# [TO DO]
From the year-in-review post below, write out word for word the passage between "2013 in review" and "Shuili and Chiayi.", inclusive.

# [EXCERPT PROVIDED]
──────

Tuesday, December 24, 2013

2013 in review

2013 certainly felt like a busy year. Between January and early November, much of my writing time was devoted to updating Taiwan: The Bradt Travel Guide, the second edition of which will be published in spring 2014. This naturally involved field research in addition to lots of time on the Internet and telephone; especially enjoyable were my expeditions to the Matsu National Scenic Area, Mount Dabajian (even though the weather didn’t cooperate), the coastline and forts near Keelung, and the eastern counties of Hualien (where, for the first time in more than a decade, I slept in a temple) and Taitung. A long motorcycle trip started in Taichung, took me on back roads to Puli, then on to Sun Moon Lake, Shuili and Chiayi.

──────

# [INFORMATION SHOWN]
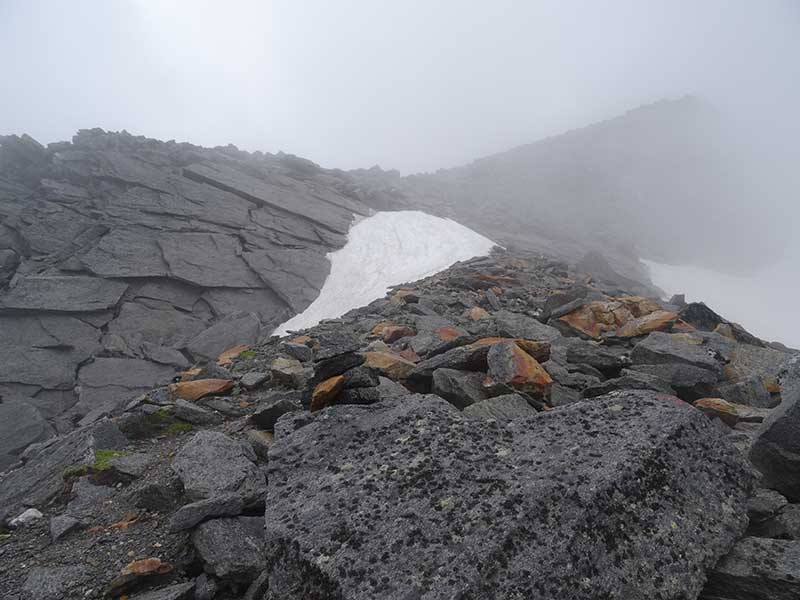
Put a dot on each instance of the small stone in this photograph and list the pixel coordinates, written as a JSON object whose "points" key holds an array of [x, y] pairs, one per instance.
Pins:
{"points": [[186, 517], [61, 525], [254, 379], [27, 517], [200, 388]]}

──────

# [RESULT]
2013 in review

2013 certainly felt like a busy year. Between January and early November, much of my writing time was devoted to updating Taiwan: The Bradt Travel Guide, the second edition of which will be published in spring 2014. This naturally involved field research in addition to lots of time on the Internet and telephone; especially enjoyable were my expeditions to the Matsu National Scenic Area, Mount Dabajian (even though the weather didn’t cooperate), the coastline and forts near Keelung, and the eastern counties of Hualien (where, for the first time in more than a decade, I slept in a temple) and Taitung. A long motorcycle trip started in Taichung, took me on back roads to Puli, then on to Sun Moon Lake, Shuili and Chiayi.